==== Document excerpt

Examining the Glasgow Coma Scale

Many in Rochester may believe that the chances of suffering a traumatic brain injury (or witnessing a family member or friend sustaining one) are remote. Yet TBIs are much more common that most may think. In fact, information shared by the International Brain Injury Association shows that one million Americans are treated for TBIs annually. Of those who receive such treatment, 80,000 are believed to be discharged from their treatment with some form of disability related to their injuries. Such disabilities may require extensive care and rehabilitation, which can translate to inordinate medical costs. Knowing what those costs may be could influence the decision to seek legal action against those who may be responsible for their TBIs. 

Yet how can one know such a prognosis so soon after a brain injury? Clinicians have developed a test known as the Glasgow Coma Scale which measures the extent of a TBI. Knowing the extent offers an idea of a TBI victim's chances of recovery. According to the Centers for Disease Control and Prevention, the test is administered by measuring the following elements: 

  • Eye movement
  • Verbal communication
  • Motor skills 

Scores are assigned relative to each element. The higher the score, the more closely a TBI victim's response is to the standard baseline. Cumulative scores of eight points or below indicate a severe brain injury from which the chances of a completely recovery may relatively slim. A score above eight implies a moderate or minor brain injury. Yet even victims of mild or moderate TBIs can suffer long-term effects that could hinder their quality of life as well as their ability to return to the routines they followed prior to their injuries.

========
==== Data to examine

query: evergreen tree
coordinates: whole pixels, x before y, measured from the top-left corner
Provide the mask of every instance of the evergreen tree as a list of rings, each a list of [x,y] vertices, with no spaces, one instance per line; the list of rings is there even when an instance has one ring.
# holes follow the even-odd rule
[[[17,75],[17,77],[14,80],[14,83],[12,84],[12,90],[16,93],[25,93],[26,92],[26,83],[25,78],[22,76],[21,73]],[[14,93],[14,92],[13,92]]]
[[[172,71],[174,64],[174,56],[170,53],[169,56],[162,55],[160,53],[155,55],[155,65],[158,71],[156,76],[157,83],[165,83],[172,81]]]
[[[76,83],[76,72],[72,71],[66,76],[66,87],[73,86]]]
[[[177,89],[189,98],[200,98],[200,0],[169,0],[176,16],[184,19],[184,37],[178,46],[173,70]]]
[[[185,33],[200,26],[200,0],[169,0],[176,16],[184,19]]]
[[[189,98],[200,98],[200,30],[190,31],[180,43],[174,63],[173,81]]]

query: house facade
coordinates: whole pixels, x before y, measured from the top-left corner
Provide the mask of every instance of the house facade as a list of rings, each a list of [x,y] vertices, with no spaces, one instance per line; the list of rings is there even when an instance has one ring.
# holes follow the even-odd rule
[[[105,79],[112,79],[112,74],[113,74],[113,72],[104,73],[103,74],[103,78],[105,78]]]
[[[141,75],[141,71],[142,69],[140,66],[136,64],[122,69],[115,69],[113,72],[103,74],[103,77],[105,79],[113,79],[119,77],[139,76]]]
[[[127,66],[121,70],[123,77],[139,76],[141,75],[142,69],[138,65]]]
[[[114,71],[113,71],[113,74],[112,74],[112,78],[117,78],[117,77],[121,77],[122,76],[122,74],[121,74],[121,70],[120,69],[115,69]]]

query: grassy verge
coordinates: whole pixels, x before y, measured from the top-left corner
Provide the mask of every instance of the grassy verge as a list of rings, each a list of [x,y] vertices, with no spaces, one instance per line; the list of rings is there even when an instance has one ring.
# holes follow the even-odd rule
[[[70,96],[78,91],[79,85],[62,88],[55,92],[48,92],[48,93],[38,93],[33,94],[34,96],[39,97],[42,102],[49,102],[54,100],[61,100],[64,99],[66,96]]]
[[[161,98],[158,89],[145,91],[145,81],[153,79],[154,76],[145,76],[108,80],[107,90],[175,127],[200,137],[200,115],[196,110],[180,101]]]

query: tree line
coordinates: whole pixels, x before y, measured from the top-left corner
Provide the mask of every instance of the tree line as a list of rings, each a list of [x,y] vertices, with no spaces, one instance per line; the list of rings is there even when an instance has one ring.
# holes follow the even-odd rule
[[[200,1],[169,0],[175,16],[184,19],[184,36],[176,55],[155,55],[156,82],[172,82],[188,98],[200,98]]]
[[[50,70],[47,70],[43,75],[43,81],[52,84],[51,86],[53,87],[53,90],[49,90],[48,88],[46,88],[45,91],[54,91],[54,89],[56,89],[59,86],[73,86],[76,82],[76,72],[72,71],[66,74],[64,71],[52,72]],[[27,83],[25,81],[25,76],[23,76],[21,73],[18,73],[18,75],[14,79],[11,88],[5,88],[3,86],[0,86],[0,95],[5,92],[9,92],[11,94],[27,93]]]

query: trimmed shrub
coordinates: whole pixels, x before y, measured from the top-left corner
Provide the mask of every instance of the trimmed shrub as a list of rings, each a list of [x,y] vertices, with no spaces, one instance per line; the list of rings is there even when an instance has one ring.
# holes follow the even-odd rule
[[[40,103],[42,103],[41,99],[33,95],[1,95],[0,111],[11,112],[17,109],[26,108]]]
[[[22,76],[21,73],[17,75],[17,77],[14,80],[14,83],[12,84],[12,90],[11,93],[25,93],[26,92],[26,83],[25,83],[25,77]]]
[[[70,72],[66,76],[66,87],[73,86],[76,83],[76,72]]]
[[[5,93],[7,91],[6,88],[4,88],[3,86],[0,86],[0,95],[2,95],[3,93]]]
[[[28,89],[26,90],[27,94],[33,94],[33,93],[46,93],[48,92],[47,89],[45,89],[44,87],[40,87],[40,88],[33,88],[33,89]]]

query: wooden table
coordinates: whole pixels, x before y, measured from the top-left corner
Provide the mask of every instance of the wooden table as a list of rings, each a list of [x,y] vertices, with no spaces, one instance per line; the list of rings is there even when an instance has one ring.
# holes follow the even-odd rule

========

Rewrite the Glasgow Coma Scale text from "Examining the Glasgow" up to and including "for their TBIs.", replacing "annually" with "each year". Rely only on the text about the Glasgow Coma Scale, not on the items.

Examining the Glasgow Coma Scale

Many in Rochester may believe that the chances of suffering a traumatic brain injury (or witnessing a family member or friend sustaining one) are remote. Yet TBIs are much more common that most may think. In fact, information shared by the International Brain Injury Association shows that one million Americans are treated for TBIs each year. Of those who receive such treatment, 80,000 are believed to be discharged from their treatment with some form of disability related to their injuries. Such disabilities may require extensive care and rehabilitation, which can translate to inordinate medical costs. Knowing what those costs may be could influence the decision to seek legal action against those who may be responsible for their TBIs.